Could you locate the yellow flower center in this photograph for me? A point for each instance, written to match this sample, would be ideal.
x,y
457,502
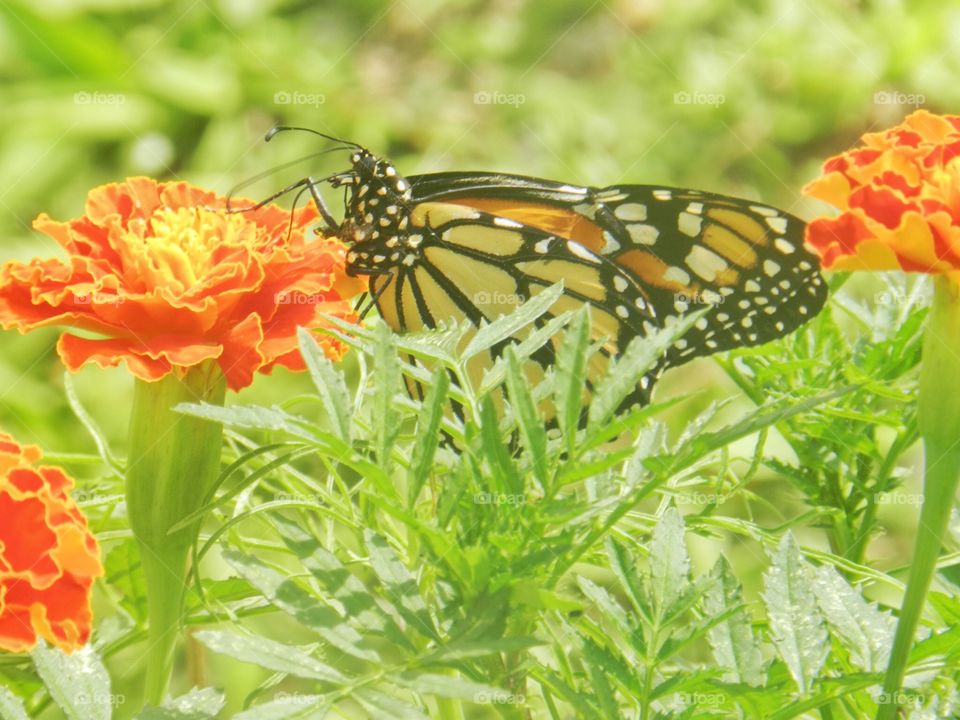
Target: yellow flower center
x,y
183,242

* **Requirement**: Print the material above once more, exactly, minus the pictures.

* **Answer space**:
Could you locate the yellow flower center in this photograph for me? A point for each instance, written to match this sample, would be ideal.
x,y
457,502
Target: yellow flower center
x,y
183,242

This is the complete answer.